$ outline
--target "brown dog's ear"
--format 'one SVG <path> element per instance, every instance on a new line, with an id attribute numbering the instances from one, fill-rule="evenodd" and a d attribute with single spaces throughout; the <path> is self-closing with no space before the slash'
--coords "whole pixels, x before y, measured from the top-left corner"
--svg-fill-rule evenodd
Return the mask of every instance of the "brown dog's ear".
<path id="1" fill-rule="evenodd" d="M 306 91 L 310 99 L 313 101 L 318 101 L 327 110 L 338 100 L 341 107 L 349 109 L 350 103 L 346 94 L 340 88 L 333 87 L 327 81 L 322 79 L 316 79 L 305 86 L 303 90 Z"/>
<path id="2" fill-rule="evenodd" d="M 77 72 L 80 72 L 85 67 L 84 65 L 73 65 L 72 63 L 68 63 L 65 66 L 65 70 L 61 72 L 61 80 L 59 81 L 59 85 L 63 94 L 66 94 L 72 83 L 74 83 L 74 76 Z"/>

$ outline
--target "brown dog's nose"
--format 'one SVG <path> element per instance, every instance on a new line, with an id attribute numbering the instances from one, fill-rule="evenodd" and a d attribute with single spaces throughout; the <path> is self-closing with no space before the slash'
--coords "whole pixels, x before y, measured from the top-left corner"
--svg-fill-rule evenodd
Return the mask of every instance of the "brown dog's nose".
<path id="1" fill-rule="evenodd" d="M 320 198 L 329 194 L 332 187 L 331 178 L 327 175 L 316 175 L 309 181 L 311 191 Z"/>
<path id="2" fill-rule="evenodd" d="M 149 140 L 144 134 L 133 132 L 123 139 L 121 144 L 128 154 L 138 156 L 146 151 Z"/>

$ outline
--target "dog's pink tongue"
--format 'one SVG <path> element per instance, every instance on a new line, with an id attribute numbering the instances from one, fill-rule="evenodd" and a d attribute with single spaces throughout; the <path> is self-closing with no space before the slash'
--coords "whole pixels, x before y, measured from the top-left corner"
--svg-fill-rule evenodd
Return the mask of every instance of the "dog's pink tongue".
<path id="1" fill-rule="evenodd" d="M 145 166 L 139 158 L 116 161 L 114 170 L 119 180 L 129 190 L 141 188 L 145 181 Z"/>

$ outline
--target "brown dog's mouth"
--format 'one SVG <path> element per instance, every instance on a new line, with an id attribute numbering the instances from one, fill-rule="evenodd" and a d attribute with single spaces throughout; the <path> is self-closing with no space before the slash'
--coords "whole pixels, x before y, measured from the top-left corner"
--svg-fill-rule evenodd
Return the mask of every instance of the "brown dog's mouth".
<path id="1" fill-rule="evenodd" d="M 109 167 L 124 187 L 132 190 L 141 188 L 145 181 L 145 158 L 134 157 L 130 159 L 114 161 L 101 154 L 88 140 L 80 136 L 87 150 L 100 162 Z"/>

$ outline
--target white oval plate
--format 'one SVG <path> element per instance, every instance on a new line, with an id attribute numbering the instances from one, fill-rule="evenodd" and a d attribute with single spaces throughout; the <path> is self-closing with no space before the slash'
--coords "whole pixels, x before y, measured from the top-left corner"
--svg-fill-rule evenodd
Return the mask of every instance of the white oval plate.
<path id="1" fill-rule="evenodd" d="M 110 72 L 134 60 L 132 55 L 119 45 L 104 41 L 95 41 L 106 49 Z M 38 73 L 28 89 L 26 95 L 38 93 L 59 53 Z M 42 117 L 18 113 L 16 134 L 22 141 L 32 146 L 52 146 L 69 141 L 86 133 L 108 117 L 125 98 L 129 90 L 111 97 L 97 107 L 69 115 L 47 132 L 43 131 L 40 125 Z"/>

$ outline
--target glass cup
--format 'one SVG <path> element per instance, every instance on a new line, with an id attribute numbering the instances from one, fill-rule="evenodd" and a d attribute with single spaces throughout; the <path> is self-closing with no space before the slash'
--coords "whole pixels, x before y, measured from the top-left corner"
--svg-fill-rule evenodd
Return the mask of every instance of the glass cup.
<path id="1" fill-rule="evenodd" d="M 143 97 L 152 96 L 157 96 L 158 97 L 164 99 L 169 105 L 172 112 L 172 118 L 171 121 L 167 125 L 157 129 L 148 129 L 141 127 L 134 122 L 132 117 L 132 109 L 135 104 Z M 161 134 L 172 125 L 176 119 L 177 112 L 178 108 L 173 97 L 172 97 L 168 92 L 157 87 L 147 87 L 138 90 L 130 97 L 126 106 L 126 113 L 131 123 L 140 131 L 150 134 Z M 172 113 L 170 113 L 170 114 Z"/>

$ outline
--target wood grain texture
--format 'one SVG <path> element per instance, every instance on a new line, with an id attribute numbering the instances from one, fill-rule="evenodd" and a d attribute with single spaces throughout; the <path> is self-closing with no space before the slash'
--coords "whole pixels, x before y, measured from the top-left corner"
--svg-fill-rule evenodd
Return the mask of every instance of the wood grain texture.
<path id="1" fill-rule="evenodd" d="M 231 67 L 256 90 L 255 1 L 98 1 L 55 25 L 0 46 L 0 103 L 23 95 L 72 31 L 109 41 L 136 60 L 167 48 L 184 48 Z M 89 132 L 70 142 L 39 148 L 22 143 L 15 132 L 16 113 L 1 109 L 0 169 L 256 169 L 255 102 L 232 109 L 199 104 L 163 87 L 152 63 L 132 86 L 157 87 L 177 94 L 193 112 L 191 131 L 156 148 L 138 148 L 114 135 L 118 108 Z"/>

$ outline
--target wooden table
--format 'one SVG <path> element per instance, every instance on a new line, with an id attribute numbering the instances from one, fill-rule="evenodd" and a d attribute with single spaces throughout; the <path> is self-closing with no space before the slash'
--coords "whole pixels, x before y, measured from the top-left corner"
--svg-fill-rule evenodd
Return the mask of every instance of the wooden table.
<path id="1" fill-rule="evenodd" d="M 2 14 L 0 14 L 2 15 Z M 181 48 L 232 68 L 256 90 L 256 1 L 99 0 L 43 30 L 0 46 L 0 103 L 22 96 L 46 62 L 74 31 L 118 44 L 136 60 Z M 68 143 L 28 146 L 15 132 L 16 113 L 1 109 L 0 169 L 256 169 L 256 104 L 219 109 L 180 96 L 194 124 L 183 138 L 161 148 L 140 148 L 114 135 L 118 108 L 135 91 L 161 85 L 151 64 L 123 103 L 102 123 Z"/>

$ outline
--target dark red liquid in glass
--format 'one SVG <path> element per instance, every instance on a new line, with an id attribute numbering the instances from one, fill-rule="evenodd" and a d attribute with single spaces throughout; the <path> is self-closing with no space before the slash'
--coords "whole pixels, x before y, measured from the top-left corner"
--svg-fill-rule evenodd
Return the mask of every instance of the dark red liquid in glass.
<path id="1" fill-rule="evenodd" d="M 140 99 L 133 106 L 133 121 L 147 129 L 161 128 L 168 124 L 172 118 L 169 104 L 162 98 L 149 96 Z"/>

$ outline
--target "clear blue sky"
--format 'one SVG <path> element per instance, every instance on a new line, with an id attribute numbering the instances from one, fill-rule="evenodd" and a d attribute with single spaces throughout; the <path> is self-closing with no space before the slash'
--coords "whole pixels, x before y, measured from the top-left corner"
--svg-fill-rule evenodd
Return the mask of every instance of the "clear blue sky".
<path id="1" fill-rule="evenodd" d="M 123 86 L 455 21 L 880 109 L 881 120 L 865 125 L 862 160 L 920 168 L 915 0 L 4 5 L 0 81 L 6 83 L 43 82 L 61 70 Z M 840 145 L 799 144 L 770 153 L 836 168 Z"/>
# # #
Challenge = Pull out each line in the listing above that contains the string "target", and give those lines in their original order.

Expected answer =
--target "brown dog's ear"
--target "brown dog's nose"
--target "dog's pink tongue"
--target "brown dog's mouth"
--target white oval plate
--target glass cup
--target wood grain texture
--target wooden table
--target dark red liquid in glass
--target "clear blue sky"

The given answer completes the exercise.